• Description of the task:
Format the records from the line containing "query (the noun phrase to segment): turban" through the line containing "32), (274, 11)]" as a numbered list, omitting any blank lines. Leave the pictures out of the list.

• Material provided:
* * *

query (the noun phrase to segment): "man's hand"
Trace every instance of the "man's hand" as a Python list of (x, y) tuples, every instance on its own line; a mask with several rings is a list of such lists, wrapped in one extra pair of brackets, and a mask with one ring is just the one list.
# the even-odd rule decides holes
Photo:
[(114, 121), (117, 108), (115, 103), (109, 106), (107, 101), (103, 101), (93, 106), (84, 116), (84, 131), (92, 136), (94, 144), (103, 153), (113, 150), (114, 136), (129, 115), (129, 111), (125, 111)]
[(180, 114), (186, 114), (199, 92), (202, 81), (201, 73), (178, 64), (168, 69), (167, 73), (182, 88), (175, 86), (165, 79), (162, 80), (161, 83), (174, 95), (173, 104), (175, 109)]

* * *

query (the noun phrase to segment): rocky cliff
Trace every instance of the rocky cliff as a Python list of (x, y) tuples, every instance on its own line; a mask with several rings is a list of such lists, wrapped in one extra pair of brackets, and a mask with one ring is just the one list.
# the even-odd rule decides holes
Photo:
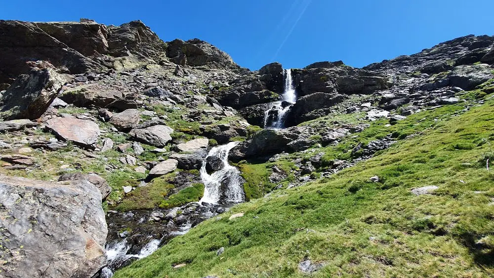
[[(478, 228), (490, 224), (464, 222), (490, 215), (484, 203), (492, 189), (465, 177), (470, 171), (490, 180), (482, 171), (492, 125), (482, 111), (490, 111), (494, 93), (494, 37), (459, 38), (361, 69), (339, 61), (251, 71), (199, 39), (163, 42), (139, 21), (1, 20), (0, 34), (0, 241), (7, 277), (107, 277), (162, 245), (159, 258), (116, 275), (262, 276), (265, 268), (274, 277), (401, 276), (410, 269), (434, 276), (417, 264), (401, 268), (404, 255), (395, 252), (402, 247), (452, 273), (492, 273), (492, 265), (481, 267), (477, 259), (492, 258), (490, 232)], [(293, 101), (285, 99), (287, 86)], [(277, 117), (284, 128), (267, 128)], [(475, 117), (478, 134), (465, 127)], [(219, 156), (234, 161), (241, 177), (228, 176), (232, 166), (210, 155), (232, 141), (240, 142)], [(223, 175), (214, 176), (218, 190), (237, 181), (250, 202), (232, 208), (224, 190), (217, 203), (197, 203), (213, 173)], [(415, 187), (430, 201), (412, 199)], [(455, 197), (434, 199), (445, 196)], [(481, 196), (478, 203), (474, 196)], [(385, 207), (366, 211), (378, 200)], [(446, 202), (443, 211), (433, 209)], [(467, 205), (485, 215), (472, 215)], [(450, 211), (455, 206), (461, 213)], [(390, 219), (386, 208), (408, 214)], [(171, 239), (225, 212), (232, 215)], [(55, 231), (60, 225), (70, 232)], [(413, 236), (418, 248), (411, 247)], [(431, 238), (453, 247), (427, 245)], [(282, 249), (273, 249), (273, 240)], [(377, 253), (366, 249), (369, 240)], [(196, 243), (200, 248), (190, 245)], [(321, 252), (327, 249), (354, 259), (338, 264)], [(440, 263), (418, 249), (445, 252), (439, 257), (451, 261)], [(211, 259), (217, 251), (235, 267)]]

* * *

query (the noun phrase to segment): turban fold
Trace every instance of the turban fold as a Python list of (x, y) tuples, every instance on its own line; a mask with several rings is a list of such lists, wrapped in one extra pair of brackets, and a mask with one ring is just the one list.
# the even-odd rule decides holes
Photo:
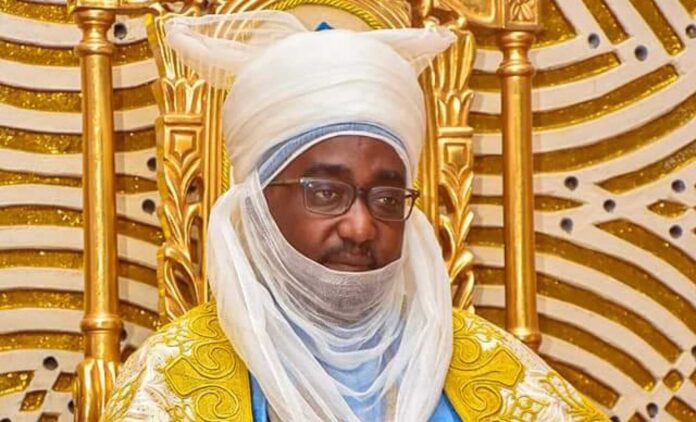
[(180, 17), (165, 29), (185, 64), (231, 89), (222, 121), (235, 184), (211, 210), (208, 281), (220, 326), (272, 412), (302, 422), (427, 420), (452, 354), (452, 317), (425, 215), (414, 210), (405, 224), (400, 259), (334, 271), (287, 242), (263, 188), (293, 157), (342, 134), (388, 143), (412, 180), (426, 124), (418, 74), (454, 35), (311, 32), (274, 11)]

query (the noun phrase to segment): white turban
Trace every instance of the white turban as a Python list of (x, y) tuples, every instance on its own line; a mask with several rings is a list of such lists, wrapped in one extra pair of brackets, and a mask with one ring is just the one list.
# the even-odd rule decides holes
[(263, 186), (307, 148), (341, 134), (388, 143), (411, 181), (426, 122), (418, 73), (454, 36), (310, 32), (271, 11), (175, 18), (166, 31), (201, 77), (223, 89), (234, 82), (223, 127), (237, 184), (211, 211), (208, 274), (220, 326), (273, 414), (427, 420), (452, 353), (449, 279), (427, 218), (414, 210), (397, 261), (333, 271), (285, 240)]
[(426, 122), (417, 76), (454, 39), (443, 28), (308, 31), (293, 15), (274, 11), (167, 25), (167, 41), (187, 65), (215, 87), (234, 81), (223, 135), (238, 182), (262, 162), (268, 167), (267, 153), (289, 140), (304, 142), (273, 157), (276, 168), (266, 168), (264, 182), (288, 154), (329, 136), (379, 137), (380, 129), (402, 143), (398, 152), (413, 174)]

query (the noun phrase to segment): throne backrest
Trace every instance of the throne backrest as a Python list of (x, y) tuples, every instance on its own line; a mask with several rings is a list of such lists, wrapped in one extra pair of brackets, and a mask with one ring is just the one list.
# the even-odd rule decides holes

* * *

• Complete output:
1. query (the noun phrase to segment): turban fold
2. Trace every instance of the turban fold as a Python list of (x, y) tuples, every instance on its own line; a mask with several rings is a list of such lists, wrapped in one extra pair of brackets, and a mask with one ring is just the one list.
3. # the even-odd rule decides holes
4. Photo:
5. [(180, 17), (165, 29), (185, 64), (231, 89), (222, 121), (235, 184), (211, 210), (208, 281), (220, 326), (272, 412), (302, 422), (427, 420), (452, 354), (452, 317), (425, 215), (414, 210), (405, 224), (400, 259), (334, 271), (287, 242), (263, 188), (293, 157), (342, 134), (388, 143), (412, 180), (426, 124), (418, 74), (454, 35), (311, 32), (274, 11)]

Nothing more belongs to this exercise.